* [TASK DETAILS]
Extract exactly the range of lines bounded by the line containing "Where can you spot the black sunglasses" and the final line of the listing, both ends included, and no other lines.

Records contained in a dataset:
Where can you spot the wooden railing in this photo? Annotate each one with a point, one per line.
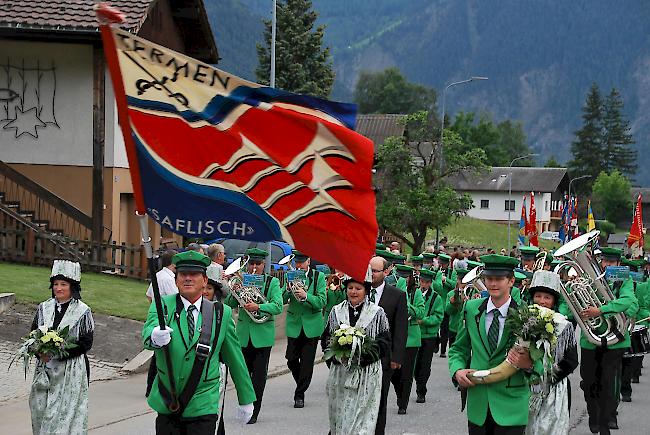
(21, 244)
(41, 206)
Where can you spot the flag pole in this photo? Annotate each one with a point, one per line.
(146, 242)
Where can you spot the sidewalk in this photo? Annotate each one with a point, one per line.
(118, 399)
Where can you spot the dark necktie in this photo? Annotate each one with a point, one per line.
(493, 333)
(190, 320)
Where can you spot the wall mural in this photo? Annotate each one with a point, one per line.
(27, 94)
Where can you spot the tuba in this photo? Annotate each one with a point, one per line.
(589, 288)
(244, 293)
(294, 283)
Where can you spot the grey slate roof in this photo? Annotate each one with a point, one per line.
(378, 127)
(523, 180)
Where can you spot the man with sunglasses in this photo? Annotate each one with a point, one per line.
(305, 325)
(257, 339)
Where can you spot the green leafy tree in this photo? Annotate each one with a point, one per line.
(302, 65)
(501, 142)
(611, 197)
(388, 91)
(414, 193)
(617, 138)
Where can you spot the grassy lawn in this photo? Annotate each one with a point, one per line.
(470, 232)
(104, 294)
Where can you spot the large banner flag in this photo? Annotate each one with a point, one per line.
(591, 222)
(635, 238)
(523, 223)
(212, 155)
(532, 222)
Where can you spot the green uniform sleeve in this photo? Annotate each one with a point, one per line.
(459, 352)
(234, 359)
(273, 304)
(319, 297)
(435, 318)
(625, 302)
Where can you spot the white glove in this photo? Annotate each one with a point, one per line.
(244, 413)
(161, 337)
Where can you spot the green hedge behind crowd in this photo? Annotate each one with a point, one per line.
(106, 294)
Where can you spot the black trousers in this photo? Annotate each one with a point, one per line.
(444, 334)
(300, 355)
(387, 374)
(402, 378)
(175, 425)
(600, 370)
(257, 362)
(423, 365)
(490, 427)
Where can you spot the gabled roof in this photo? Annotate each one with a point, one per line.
(379, 127)
(67, 15)
(523, 180)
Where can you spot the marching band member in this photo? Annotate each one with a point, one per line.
(305, 325)
(402, 378)
(257, 339)
(446, 280)
(482, 343)
(550, 404)
(429, 326)
(600, 367)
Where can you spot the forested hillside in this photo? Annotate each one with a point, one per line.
(540, 56)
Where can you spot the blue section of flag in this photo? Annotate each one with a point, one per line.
(220, 106)
(197, 210)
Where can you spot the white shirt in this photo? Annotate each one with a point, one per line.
(378, 292)
(166, 283)
(503, 312)
(197, 304)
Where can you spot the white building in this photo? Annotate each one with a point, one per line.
(493, 202)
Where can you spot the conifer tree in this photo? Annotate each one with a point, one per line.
(302, 64)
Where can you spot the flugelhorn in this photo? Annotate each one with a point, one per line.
(589, 288)
(244, 294)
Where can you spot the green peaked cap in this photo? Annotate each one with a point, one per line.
(256, 253)
(191, 261)
(498, 265)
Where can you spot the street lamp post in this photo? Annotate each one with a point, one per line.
(442, 118)
(510, 188)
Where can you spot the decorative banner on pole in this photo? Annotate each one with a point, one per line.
(523, 224)
(532, 222)
(212, 155)
(635, 238)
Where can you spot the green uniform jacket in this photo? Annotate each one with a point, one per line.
(334, 297)
(206, 397)
(455, 313)
(415, 303)
(433, 313)
(508, 399)
(259, 334)
(624, 302)
(643, 296)
(307, 315)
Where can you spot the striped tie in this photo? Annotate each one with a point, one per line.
(493, 333)
(190, 320)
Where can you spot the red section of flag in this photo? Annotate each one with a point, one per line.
(636, 232)
(532, 222)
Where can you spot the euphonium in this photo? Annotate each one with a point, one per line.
(242, 293)
(589, 288)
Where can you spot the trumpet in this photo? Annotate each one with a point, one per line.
(242, 293)
(293, 284)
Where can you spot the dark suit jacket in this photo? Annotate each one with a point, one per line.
(393, 301)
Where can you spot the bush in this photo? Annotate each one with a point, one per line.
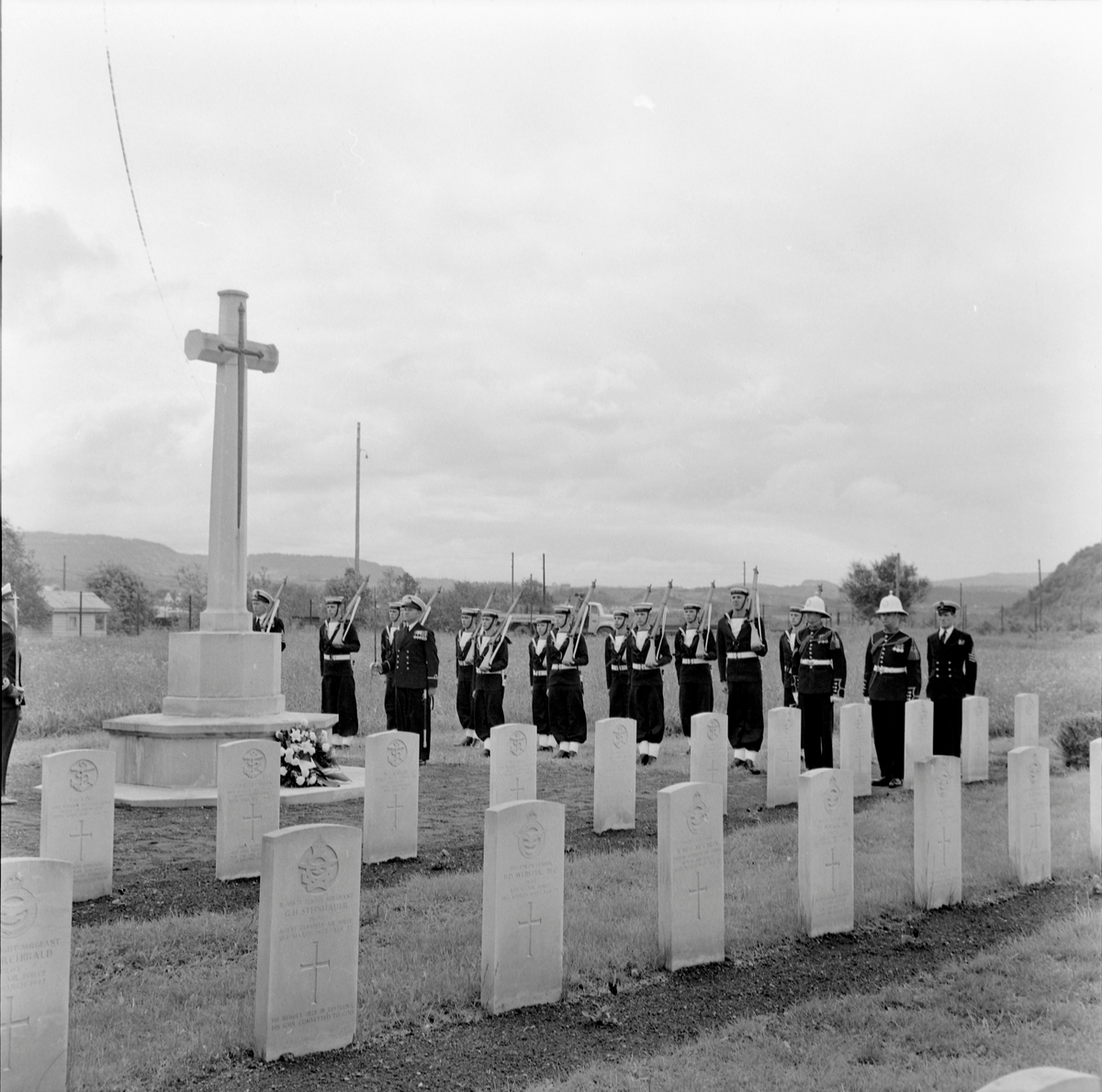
(1074, 737)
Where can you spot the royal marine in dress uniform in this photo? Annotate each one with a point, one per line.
(566, 702)
(893, 677)
(693, 656)
(742, 645)
(336, 645)
(414, 665)
(466, 673)
(538, 680)
(819, 667)
(618, 665)
(491, 658)
(648, 652)
(950, 659)
(386, 639)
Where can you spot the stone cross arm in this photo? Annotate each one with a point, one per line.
(215, 349)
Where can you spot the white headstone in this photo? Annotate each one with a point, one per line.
(34, 941)
(857, 746)
(825, 844)
(77, 820)
(1026, 721)
(1029, 812)
(708, 753)
(248, 805)
(690, 874)
(917, 737)
(391, 784)
(974, 738)
(613, 775)
(523, 905)
(1045, 1079)
(1096, 776)
(938, 875)
(308, 948)
(782, 757)
(512, 762)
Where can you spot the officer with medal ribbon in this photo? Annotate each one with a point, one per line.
(950, 658)
(893, 677)
(819, 668)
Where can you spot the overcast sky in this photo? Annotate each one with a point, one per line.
(653, 287)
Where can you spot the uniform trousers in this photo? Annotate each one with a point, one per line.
(816, 731)
(948, 721)
(567, 715)
(339, 695)
(413, 713)
(888, 737)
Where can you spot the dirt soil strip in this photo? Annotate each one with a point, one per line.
(644, 1018)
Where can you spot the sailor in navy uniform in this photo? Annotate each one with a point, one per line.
(742, 645)
(538, 680)
(693, 656)
(566, 702)
(893, 677)
(648, 652)
(617, 665)
(491, 658)
(950, 659)
(414, 663)
(787, 645)
(466, 674)
(819, 667)
(262, 602)
(386, 639)
(336, 648)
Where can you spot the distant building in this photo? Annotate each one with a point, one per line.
(76, 614)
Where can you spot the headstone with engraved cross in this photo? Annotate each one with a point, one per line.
(1029, 814)
(825, 844)
(523, 904)
(782, 757)
(391, 783)
(690, 874)
(308, 944)
(614, 775)
(938, 876)
(512, 762)
(77, 820)
(34, 946)
(248, 805)
(708, 753)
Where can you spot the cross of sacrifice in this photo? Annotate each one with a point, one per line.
(528, 925)
(82, 837)
(6, 1025)
(315, 966)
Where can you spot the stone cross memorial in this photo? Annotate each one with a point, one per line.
(782, 757)
(938, 876)
(523, 905)
(308, 947)
(825, 847)
(613, 775)
(391, 783)
(690, 874)
(855, 726)
(975, 742)
(708, 751)
(248, 805)
(1029, 812)
(512, 762)
(1026, 721)
(917, 737)
(78, 817)
(34, 938)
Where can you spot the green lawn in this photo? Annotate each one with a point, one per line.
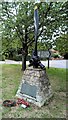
(56, 108)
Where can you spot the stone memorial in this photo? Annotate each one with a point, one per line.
(35, 86)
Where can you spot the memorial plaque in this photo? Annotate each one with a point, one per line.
(44, 54)
(28, 89)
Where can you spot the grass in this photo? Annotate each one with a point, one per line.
(56, 108)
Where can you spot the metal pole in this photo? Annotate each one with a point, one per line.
(36, 21)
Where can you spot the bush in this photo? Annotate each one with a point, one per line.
(2, 57)
(66, 56)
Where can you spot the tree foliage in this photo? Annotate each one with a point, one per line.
(17, 19)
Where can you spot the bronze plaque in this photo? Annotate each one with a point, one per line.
(28, 89)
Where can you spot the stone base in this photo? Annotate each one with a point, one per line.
(35, 86)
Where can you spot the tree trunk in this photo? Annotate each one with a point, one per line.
(25, 51)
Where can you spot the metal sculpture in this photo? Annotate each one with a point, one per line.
(35, 60)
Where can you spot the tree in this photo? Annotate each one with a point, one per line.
(62, 44)
(18, 25)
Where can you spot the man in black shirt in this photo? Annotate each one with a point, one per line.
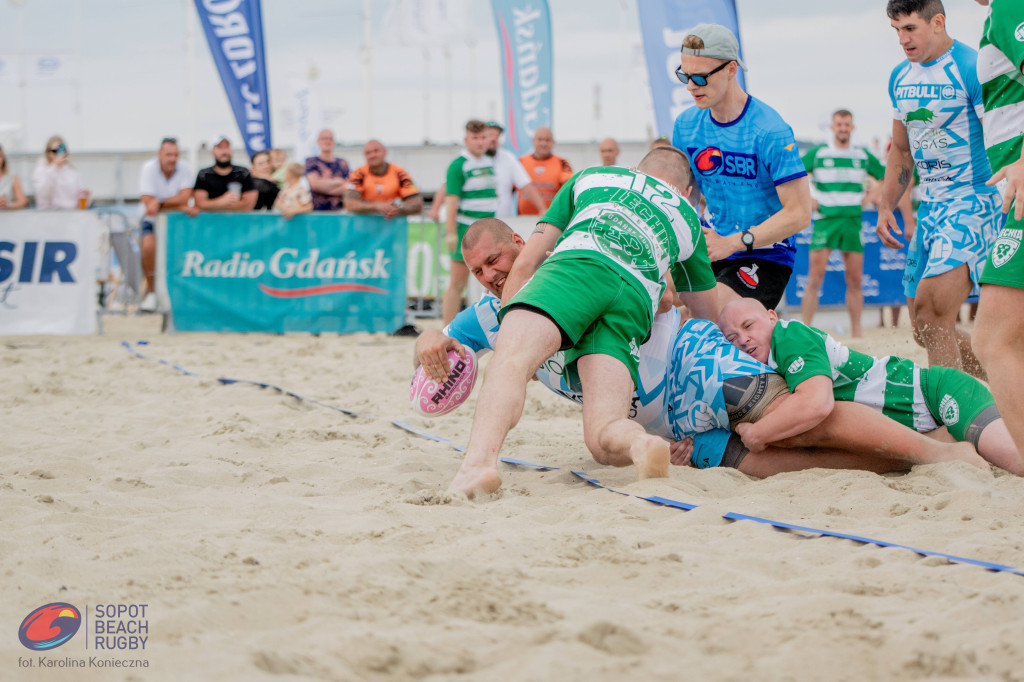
(224, 186)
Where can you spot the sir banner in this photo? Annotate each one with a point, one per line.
(259, 272)
(48, 266)
(235, 31)
(524, 40)
(663, 24)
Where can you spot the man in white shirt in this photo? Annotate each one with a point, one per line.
(166, 184)
(510, 175)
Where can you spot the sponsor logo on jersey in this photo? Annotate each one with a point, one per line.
(926, 92)
(933, 165)
(1006, 246)
(749, 275)
(924, 114)
(713, 161)
(948, 410)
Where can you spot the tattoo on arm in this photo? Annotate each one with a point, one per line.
(904, 177)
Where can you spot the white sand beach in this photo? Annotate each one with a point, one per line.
(273, 539)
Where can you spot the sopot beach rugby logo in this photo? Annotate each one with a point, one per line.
(50, 626)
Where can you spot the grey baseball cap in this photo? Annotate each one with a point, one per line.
(719, 43)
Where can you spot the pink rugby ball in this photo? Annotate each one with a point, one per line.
(434, 398)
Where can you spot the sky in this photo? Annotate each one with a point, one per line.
(119, 75)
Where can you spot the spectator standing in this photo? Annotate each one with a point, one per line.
(609, 152)
(381, 187)
(165, 184)
(510, 175)
(279, 166)
(547, 171)
(11, 193)
(224, 186)
(295, 198)
(747, 166)
(840, 173)
(55, 181)
(328, 175)
(998, 336)
(471, 195)
(937, 107)
(263, 180)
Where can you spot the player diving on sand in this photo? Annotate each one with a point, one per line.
(692, 384)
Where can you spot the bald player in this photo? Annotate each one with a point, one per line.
(820, 371)
(613, 235)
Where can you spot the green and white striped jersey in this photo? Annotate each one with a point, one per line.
(838, 178)
(892, 385)
(472, 180)
(634, 222)
(999, 58)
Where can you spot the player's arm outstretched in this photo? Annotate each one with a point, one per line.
(899, 174)
(540, 244)
(432, 347)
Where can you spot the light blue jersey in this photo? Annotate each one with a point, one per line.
(682, 371)
(701, 360)
(737, 166)
(476, 328)
(940, 103)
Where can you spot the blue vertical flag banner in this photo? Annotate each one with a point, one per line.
(663, 24)
(260, 272)
(524, 40)
(235, 31)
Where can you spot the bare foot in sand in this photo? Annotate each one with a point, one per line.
(471, 480)
(650, 457)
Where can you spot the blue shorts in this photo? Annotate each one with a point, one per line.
(949, 235)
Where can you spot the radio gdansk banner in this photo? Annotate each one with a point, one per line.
(259, 272)
(48, 263)
(235, 31)
(524, 41)
(663, 25)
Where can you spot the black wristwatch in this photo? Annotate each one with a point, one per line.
(747, 237)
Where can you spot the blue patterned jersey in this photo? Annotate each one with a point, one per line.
(701, 360)
(940, 103)
(737, 166)
(476, 328)
(682, 370)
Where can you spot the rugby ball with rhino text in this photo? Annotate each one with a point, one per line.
(433, 398)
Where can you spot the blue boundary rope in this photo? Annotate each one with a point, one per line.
(666, 502)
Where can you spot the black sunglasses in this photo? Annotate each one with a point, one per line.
(698, 79)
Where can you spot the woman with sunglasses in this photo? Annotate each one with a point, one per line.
(11, 194)
(56, 182)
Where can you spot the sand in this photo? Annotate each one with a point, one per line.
(272, 539)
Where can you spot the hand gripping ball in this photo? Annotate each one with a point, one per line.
(434, 398)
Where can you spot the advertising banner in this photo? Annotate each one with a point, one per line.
(663, 24)
(524, 41)
(235, 31)
(883, 282)
(48, 264)
(260, 272)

* [TASK RESPONSE]
Where can you spot the black sunglasses in this photo? Annotate each one with a point, one per line.
(698, 79)
Where can you spot the woman with sunglasses in this photo? Annotate each one with a point, one per line.
(11, 194)
(56, 182)
Where can you spot the sand in this photo? Annotate each one with a point, one per line.
(272, 539)
Where can you spot the hand gripping ball in this photo? Annotate each one with a point, one per line.
(434, 398)
Where can you spot the advertising banner in this photo? Annotate each one with a point, one per line.
(663, 24)
(524, 41)
(235, 31)
(883, 282)
(48, 264)
(260, 272)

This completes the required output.